(Saved entries)

----

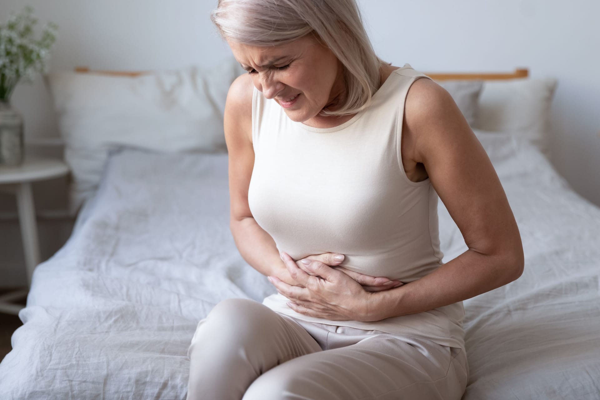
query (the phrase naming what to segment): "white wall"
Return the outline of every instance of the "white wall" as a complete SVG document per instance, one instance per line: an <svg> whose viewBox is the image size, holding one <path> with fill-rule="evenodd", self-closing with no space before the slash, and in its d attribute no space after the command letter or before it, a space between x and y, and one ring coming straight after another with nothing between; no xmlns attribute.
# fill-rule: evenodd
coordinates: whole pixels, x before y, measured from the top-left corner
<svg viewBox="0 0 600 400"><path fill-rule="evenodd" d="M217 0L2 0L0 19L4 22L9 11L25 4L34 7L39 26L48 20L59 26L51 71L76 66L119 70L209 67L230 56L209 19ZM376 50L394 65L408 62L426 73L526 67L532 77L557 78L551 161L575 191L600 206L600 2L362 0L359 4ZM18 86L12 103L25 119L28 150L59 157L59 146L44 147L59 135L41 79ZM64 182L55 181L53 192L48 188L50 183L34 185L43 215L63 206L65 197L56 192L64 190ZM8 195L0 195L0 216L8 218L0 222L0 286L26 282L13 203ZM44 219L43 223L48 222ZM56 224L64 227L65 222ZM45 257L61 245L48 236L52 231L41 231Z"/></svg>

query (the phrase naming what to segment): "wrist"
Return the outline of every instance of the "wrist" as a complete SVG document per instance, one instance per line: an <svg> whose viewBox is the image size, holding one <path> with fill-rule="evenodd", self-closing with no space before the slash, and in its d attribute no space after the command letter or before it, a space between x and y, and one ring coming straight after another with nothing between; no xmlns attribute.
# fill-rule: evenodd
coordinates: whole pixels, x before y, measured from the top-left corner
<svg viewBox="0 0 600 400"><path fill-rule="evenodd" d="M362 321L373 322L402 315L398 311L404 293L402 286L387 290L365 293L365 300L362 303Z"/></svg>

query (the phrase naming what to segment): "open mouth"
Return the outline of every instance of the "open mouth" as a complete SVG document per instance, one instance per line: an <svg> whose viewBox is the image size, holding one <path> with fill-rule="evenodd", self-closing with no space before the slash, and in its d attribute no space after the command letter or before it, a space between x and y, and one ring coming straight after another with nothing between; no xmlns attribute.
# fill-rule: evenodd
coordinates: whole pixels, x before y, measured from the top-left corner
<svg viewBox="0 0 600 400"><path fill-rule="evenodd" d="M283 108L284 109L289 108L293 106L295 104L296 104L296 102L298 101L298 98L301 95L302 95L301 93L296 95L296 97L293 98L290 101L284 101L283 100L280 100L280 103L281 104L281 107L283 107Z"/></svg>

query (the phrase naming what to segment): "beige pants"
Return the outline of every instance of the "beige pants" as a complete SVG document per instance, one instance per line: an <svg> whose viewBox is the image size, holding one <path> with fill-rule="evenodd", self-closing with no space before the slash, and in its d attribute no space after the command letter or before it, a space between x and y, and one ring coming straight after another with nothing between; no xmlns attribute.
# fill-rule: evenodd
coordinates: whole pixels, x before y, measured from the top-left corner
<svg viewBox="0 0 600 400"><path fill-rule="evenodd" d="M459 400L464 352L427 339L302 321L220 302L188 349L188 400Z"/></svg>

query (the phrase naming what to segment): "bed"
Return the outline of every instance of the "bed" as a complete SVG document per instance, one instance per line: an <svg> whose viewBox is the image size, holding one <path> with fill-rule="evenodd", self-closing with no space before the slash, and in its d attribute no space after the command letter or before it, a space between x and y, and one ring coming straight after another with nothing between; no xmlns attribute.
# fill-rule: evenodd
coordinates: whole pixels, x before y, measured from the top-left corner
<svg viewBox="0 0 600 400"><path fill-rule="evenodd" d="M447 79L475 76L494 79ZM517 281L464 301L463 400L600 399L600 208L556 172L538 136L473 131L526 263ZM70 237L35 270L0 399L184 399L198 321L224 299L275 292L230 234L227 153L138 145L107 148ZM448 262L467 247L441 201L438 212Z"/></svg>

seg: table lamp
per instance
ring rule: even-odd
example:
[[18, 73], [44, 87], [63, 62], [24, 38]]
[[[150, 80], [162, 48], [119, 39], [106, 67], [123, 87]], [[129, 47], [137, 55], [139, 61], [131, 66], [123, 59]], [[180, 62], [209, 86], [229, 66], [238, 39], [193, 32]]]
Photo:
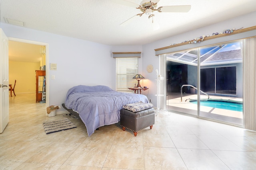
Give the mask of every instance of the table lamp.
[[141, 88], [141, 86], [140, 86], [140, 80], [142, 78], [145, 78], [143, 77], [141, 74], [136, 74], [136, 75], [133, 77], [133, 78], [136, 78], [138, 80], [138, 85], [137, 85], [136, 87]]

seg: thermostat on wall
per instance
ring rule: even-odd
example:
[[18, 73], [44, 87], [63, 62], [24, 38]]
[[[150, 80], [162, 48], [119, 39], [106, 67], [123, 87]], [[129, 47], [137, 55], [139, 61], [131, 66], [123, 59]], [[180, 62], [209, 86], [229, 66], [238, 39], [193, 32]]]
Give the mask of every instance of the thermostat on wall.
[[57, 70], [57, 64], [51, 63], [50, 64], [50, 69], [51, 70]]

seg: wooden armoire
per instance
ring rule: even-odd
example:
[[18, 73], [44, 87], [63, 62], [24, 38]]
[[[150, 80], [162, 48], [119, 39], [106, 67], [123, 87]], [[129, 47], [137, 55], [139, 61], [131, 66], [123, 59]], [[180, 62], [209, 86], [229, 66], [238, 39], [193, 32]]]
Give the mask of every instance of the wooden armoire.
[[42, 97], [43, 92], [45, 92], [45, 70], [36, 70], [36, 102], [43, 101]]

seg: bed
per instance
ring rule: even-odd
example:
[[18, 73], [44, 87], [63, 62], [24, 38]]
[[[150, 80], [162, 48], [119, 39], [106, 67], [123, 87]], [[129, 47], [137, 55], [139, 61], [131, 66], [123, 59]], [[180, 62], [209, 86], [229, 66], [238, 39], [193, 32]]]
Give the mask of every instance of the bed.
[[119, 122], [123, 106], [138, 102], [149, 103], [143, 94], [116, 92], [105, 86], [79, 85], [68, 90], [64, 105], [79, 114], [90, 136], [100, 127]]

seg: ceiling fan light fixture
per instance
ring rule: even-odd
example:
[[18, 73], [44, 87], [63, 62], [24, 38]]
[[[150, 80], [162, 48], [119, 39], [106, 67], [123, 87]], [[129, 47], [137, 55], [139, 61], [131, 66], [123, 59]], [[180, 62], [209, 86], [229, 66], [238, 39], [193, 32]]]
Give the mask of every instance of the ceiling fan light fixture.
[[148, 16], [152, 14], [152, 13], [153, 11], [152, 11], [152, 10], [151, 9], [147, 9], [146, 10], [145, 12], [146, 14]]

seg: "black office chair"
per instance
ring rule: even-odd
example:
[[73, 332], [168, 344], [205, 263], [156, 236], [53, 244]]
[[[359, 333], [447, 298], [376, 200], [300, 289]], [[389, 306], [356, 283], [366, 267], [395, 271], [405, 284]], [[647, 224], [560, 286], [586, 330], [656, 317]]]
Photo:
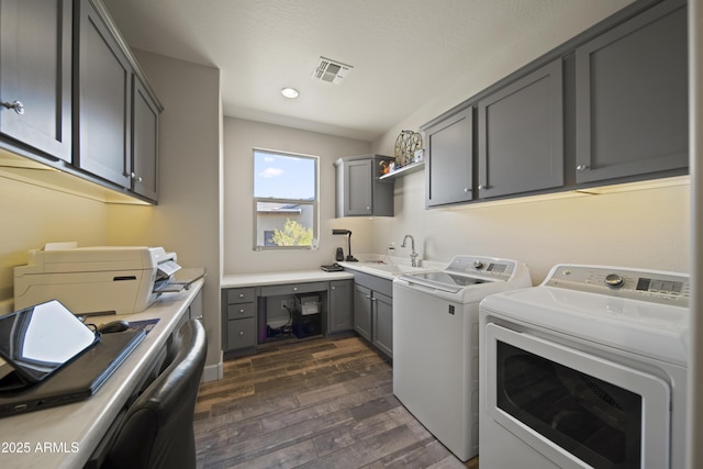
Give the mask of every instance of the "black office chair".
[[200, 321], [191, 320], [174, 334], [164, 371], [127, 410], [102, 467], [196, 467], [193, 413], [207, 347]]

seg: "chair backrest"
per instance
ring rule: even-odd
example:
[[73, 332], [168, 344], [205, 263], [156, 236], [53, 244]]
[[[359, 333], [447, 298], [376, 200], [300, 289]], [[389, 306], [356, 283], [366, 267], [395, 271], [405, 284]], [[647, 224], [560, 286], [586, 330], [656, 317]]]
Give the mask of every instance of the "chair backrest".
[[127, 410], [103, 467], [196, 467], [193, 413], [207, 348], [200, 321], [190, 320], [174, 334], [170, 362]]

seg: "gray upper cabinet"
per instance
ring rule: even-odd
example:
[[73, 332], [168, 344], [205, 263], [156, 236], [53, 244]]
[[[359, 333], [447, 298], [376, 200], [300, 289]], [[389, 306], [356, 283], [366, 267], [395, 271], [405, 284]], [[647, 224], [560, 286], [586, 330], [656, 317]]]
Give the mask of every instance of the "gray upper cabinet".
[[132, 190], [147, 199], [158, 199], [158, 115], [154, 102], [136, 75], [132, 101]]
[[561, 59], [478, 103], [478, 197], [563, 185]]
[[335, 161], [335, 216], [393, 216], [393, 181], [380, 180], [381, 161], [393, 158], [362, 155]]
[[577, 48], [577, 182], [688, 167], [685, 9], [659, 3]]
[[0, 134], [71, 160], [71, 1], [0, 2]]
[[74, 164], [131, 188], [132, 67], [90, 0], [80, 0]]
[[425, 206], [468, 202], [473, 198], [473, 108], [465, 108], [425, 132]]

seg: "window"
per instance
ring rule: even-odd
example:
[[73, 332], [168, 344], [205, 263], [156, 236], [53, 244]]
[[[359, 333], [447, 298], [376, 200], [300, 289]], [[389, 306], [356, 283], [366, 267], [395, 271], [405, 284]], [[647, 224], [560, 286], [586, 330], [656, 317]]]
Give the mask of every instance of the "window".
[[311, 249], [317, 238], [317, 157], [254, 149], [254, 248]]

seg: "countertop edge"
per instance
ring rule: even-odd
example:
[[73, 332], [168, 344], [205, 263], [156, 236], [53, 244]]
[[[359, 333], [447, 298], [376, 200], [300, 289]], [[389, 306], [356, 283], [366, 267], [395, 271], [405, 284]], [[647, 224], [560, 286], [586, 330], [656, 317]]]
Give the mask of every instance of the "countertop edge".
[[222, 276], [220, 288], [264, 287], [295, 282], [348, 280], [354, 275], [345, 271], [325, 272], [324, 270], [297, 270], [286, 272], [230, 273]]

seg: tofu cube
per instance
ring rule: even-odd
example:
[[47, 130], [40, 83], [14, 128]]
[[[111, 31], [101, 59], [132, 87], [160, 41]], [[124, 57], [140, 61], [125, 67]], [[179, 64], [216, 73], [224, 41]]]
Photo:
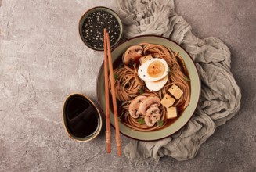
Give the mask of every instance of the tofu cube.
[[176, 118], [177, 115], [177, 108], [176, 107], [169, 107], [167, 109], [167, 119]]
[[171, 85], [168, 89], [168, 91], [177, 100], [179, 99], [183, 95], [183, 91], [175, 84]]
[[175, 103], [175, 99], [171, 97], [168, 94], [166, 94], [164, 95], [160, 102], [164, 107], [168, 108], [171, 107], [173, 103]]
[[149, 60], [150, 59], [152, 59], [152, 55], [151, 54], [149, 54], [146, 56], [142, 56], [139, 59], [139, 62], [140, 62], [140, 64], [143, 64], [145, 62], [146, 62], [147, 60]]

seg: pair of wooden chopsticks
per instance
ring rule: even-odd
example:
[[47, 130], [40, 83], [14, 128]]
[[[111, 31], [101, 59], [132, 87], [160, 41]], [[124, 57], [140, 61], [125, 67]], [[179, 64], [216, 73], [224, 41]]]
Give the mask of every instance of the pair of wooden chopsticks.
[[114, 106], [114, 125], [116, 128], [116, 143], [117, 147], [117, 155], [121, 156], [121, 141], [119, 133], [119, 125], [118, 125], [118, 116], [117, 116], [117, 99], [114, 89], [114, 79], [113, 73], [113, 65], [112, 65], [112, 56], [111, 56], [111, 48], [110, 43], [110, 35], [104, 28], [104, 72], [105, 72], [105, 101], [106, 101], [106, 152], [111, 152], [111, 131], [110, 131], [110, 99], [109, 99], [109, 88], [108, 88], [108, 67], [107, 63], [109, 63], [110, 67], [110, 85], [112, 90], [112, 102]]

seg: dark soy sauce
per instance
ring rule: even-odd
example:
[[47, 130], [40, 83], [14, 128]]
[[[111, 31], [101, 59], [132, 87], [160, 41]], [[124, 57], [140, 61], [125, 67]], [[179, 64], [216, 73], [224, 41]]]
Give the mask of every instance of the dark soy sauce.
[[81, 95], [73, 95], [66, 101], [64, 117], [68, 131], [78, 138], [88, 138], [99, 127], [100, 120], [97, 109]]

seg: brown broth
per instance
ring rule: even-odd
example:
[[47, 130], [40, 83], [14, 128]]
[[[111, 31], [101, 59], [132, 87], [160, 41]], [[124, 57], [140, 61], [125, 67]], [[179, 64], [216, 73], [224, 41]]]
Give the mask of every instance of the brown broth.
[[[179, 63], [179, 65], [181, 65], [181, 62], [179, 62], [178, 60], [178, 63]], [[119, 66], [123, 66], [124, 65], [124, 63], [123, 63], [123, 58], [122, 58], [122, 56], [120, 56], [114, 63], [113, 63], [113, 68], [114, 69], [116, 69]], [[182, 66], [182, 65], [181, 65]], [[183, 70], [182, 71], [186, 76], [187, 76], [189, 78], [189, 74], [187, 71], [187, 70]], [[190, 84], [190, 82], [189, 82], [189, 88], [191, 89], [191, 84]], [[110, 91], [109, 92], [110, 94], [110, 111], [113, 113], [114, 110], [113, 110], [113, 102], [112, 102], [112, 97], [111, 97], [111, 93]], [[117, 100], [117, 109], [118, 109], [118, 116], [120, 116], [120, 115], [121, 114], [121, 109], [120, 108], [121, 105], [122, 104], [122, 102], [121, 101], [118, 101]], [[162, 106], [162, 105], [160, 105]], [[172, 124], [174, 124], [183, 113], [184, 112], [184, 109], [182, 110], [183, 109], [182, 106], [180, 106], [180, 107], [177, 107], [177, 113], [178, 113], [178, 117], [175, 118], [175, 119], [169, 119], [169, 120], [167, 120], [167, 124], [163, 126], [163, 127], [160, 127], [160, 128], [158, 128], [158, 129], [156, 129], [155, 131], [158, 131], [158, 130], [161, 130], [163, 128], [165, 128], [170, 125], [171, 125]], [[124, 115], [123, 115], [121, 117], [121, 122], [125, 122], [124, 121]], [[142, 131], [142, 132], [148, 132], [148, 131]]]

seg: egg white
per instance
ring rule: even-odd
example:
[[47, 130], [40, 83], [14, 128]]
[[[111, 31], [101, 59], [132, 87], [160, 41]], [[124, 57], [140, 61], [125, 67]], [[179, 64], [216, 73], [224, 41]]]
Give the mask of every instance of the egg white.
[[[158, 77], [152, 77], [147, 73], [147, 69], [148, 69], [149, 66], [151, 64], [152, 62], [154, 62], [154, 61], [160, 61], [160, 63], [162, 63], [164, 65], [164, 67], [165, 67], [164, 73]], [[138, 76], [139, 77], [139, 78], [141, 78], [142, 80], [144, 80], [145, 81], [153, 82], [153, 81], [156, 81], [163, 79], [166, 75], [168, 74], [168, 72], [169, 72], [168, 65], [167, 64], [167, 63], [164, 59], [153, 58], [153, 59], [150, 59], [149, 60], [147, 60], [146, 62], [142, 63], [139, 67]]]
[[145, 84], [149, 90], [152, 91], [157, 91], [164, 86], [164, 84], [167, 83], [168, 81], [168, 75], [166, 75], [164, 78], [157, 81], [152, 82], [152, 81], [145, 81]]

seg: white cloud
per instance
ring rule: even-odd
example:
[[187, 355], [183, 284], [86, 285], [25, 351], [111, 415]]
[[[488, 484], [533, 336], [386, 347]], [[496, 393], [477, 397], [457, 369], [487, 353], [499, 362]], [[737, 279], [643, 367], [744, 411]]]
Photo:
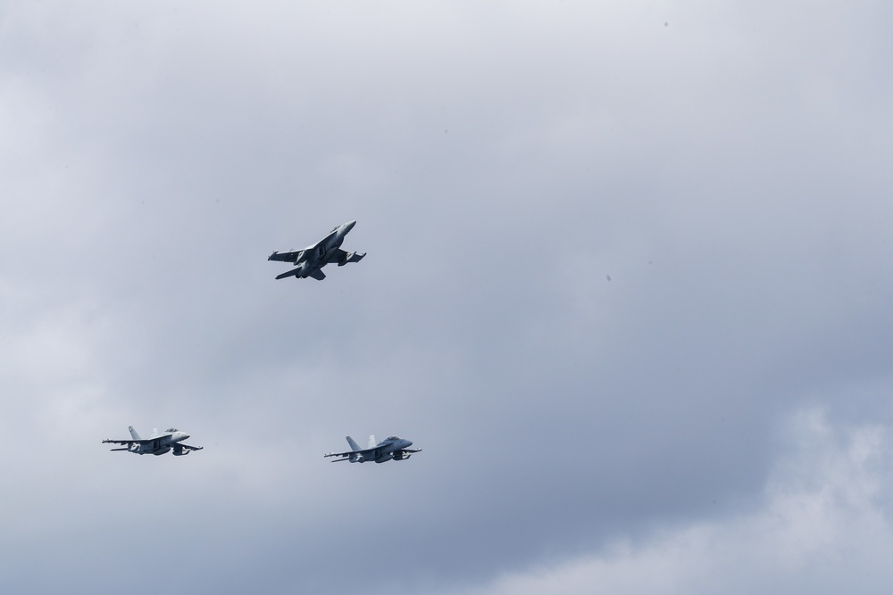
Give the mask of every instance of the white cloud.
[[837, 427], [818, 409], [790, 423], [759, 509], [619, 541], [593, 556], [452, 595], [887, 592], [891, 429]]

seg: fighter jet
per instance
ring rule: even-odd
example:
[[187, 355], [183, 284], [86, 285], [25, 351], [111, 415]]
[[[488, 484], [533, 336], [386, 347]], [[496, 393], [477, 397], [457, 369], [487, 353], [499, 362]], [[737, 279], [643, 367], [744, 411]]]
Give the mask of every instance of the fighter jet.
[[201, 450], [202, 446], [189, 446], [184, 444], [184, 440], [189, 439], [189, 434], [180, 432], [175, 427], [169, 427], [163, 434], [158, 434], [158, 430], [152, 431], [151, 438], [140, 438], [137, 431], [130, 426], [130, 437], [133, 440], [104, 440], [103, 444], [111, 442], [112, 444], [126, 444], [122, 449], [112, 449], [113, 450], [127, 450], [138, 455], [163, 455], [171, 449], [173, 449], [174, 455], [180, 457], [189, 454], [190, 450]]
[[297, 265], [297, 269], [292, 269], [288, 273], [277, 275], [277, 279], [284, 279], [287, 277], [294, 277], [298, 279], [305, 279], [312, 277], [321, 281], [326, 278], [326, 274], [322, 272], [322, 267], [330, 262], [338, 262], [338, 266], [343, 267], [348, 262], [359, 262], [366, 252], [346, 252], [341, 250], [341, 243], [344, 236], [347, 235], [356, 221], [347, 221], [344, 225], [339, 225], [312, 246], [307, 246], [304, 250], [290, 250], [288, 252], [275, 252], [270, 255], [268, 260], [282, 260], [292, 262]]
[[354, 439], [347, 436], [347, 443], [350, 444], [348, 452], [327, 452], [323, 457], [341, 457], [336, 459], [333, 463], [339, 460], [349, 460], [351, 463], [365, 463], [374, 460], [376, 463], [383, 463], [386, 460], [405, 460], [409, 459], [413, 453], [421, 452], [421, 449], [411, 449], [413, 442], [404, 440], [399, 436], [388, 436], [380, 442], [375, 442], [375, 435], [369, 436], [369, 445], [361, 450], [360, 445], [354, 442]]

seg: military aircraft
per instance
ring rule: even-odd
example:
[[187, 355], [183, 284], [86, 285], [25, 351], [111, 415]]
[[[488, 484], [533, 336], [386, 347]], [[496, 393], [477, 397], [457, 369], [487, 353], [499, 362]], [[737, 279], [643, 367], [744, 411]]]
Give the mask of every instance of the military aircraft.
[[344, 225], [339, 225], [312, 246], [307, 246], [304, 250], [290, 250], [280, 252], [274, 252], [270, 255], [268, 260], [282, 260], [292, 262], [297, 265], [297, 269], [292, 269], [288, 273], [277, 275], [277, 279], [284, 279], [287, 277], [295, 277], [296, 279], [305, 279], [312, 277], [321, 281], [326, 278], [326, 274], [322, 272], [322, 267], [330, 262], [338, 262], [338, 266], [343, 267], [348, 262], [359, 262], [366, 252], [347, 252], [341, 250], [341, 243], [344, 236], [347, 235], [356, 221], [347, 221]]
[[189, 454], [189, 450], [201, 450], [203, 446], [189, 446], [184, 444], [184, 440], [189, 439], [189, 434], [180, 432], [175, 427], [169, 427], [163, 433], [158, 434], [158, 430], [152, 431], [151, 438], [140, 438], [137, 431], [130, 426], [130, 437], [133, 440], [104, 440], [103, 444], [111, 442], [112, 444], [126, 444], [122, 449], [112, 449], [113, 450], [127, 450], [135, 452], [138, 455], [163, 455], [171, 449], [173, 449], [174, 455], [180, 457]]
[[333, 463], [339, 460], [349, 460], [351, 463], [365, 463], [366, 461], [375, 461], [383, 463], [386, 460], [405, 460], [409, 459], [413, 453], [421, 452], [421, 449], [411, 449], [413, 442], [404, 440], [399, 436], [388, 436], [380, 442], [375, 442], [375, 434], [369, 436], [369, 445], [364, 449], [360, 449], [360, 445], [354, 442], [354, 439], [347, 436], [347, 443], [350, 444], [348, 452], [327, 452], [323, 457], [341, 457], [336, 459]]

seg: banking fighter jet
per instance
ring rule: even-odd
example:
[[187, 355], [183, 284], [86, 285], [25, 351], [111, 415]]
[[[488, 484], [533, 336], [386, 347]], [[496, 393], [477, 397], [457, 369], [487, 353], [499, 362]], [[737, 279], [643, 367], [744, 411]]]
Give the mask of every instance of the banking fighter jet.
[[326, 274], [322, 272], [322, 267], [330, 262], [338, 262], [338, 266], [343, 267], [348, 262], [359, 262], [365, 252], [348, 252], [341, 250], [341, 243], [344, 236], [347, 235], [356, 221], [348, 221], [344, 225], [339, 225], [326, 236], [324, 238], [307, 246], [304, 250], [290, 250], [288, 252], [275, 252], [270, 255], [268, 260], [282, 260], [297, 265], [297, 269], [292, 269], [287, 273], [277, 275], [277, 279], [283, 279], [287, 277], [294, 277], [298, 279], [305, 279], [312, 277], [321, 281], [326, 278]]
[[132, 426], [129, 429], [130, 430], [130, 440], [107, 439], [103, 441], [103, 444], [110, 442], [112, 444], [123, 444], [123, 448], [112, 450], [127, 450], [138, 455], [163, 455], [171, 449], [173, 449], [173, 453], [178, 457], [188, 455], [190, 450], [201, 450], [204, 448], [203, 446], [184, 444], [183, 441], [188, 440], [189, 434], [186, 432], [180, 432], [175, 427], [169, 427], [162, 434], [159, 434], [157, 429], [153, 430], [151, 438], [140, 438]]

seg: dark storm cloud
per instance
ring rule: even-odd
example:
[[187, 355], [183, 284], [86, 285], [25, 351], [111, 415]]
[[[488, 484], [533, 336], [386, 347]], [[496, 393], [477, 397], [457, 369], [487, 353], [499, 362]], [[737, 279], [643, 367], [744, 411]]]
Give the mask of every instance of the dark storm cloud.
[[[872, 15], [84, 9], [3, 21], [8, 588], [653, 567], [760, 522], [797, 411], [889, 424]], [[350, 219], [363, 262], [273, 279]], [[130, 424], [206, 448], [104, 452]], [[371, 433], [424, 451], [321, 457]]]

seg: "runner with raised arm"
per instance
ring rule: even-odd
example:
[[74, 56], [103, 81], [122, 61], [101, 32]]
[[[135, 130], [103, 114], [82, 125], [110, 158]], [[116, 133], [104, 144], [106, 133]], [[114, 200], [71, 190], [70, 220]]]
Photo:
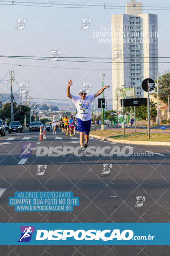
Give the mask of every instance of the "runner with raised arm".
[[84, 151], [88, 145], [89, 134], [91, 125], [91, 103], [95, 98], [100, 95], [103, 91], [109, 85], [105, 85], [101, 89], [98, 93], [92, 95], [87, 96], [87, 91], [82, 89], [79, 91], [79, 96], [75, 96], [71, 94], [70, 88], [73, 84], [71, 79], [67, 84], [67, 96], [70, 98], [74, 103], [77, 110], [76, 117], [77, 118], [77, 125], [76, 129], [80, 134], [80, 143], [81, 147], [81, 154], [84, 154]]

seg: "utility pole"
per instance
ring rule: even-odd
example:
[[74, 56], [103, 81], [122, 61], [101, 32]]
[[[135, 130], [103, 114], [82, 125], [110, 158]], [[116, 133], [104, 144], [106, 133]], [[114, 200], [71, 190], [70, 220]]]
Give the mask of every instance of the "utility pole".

----

* What you have to do
Turn the lines into a numbered list, leaving out any blank lines. Begin at the line that contains "seg: fighter jet" and stop after the line that contains "Give the mask of every instance of the fighter".

* Answer to the task
1. seg: fighter jet
2. per instance
3. ring rule: even-odd
4. example:
5. [[187, 355], [183, 284], [86, 285], [25, 351], [111, 415]]
6. [[[488, 484], [533, 336], [386, 347]], [[496, 393], [477, 397], [457, 369], [487, 353], [499, 362]], [[737, 279], [643, 367], [744, 411]]]
7. Give the mask of every instance of the fighter jet.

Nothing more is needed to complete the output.